COMPLETE THE FOLLOWING:
- 1) Please reproduce everything in the birding guide from "Ivanhoe Crossing (S15" down to "for saltwater crocodiles.", word for word.
- 2) In one to three sentences, explain what the birding guide gives as the reason the area below the research station is starting to get clogged by typha reeds.

SELECTED TEXT:
++++++++++

Ivanhoe Crossing (S15 41 21" E128 41 18") - This is fairly noisy because of the flowing water, and there can be disturbance from quite a few people.  There usually aren’t many birds but there is often one or two different species.  There is an area of closed forest along the river.  You should find some finches, honeyeaters, White-throated Gerygone, raptors, etc and you might find something interesting such as owls, Lemon-bellied Flycatcher, cuckoos, etc.  We possibly saw an Oriental Cuckoo in January 1995.  There are a few waterbirds below the dam and near the typha reeds.  They are unlikely but keep an eye out for saltwater crocodiles.

Research Station - It can be an incredible sight (more often in the late afternoon as they return to roost) with as many as 50,000 birds on the banks of the Ord River below the research station.  However with more water being released down the river this area is starting to get clogged by typha reeds.  Follow the turnoff to the research station, take the first left and go straight ahead between the sheds (S15 39 17" E128 42 25").  The big numbers are Magpie Goose, Wandering Whistling-Duck, Plumed Whistling-Duck and Little Corella.  There are usually also other waterbirds and often a White-bellied Sea-Eagle.  There are often bush birds along the bank including Sacred and Red-backed Kingfisher, finches, Black-faced and White-bellied Cuckoo-shrike, Pheasant Coucal and in the wet season Common Koel and Dollarbird.  Along the road in, there can be a variety of birds especially if there is some water in the shallow drain, and if the fields are irrigated there can be a few waterbirds and migratory waders.  The pond at the end of the road in can have a few waterbirds and the possibility of raptors such as Brown Goshawk or Collared Sparrowhawk.  I have seen Tawny Frogmouth and Southern Boobook along the road while spotlighting.

++++++++++

PROVIDED MATERIAL:
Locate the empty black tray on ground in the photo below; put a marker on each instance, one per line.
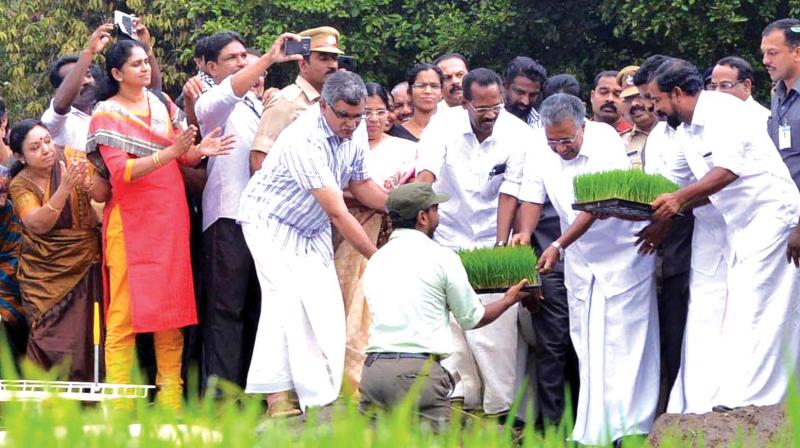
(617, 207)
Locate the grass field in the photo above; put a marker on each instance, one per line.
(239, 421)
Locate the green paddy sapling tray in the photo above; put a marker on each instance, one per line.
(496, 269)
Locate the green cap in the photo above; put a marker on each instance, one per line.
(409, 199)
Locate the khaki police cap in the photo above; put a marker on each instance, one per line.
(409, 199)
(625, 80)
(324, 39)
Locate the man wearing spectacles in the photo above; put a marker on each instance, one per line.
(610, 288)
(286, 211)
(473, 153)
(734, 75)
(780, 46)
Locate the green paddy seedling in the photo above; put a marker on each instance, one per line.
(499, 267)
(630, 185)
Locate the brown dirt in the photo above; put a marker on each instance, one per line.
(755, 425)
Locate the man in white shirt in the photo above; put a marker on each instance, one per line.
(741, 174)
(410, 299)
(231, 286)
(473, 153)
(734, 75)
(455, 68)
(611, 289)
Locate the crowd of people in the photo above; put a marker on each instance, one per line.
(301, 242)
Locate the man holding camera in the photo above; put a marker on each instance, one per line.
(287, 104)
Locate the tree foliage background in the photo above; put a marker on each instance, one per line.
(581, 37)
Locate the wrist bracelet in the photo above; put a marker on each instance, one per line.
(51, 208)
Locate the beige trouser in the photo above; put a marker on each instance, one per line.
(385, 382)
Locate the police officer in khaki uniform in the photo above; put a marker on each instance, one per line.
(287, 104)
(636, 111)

++++++++++

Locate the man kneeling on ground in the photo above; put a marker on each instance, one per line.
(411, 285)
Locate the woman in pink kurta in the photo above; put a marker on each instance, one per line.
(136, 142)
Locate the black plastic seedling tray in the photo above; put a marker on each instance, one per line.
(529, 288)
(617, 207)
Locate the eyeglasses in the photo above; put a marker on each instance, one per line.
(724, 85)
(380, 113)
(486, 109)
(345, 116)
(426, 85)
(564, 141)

++++++++++

EXPECTED RESPONSES:
- 1)
Ivanhoe Crossing (S15 41 21" E128 41 18") - This is fairly noisy because of the flowing water, and there can be disturbance from quite a few people.  There usually aren’t many birds but there is often one or two different species.  There is an area of closed forest along the river.  You should find some finches, honeyeaters, White-throated Gerygone, raptors, etc and you might find something interesting such as owls, Lemon-bellied Flycatcher, cuckoos, etc.  We possibly saw an Oriental Cuckoo in January 1995.  There are a few waterbirds below the dam and near the typha reeds.  They are unlikely but keep an eye out for saltwater crocodiles.

- 2) More water is being released down the Ord River, and as a result the banks below the research station are starting to get clogged by typha reeds.